═══ EXTRACTED DATA ═══
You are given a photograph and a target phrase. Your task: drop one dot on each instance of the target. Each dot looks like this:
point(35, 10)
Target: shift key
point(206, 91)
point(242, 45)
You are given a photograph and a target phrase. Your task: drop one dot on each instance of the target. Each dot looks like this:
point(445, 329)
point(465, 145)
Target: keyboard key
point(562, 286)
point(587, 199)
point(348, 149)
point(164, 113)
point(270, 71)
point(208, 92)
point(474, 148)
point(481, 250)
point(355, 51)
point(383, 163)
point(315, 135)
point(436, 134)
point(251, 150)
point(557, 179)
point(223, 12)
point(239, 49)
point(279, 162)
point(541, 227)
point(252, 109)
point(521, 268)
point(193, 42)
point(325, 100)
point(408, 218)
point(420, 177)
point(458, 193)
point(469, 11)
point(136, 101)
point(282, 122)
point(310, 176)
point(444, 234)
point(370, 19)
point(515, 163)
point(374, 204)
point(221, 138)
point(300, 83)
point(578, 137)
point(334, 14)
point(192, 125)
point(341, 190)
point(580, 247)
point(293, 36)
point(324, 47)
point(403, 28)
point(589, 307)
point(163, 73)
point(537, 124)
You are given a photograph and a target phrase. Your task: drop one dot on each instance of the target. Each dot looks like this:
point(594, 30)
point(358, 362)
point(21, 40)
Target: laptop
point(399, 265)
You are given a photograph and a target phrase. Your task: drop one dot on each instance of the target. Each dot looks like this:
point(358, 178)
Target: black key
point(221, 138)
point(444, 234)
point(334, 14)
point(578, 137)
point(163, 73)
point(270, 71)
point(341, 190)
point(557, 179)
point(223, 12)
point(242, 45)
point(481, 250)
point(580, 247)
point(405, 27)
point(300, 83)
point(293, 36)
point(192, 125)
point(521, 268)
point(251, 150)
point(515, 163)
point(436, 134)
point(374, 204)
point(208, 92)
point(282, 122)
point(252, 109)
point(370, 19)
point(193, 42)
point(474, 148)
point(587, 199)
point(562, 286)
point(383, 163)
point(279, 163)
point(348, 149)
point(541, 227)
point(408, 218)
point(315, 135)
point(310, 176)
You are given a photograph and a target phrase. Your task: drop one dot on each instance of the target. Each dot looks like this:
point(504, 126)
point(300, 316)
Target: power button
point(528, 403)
═══
* BRIEF
Copy out every row above word for word, changing nothing.

* RESPONSE FOR THIS EXERCISE
You are given a photograph and a target phrase. Your task: drop one dot on each instance of the target. Each dot looks like this:
point(35, 10)
Target: shift key
point(206, 91)
point(242, 45)
You are given a photograph and a target phrase. Your task: drop one dot on each instance of the target. Each dot looks like this:
point(445, 329)
point(465, 145)
Target: keyboard key
point(562, 286)
point(587, 199)
point(348, 149)
point(164, 113)
point(270, 71)
point(208, 92)
point(474, 148)
point(481, 250)
point(355, 51)
point(383, 163)
point(315, 135)
point(436, 134)
point(251, 150)
point(557, 179)
point(223, 12)
point(239, 49)
point(279, 162)
point(541, 227)
point(252, 109)
point(521, 268)
point(193, 42)
point(325, 100)
point(408, 218)
point(420, 177)
point(458, 193)
point(469, 11)
point(136, 101)
point(282, 122)
point(310, 176)
point(444, 234)
point(370, 19)
point(515, 163)
point(374, 204)
point(221, 138)
point(300, 83)
point(578, 137)
point(334, 14)
point(192, 125)
point(341, 190)
point(580, 247)
point(293, 36)
point(324, 47)
point(403, 28)
point(589, 307)
point(163, 73)
point(537, 124)
You are given a photograph and a target phrase. Your task: drop one dot on each instance of the target. Each dot looks like this:
point(594, 30)
point(358, 362)
point(21, 40)
Target: laptop
point(399, 265)
You are given a photograph and a target phrase. Your task: drop one dot on each instance of the target. Each dot looks like this:
point(358, 178)
Target: black key
point(221, 138)
point(444, 234)
point(334, 14)
point(578, 137)
point(163, 73)
point(270, 71)
point(341, 190)
point(557, 179)
point(223, 12)
point(242, 45)
point(481, 250)
point(580, 247)
point(405, 27)
point(300, 83)
point(293, 36)
point(192, 125)
point(521, 268)
point(251, 150)
point(515, 163)
point(436, 134)
point(374, 204)
point(208, 92)
point(282, 122)
point(252, 109)
point(370, 19)
point(193, 42)
point(474, 148)
point(587, 199)
point(562, 286)
point(383, 163)
point(279, 163)
point(348, 149)
point(541, 227)
point(408, 218)
point(315, 135)
point(310, 176)
You are given a photograph and a target phrase. Your task: drop one dot on each instance of the target. Each dot looks like this:
point(504, 126)
point(300, 316)
Target: power button
point(528, 403)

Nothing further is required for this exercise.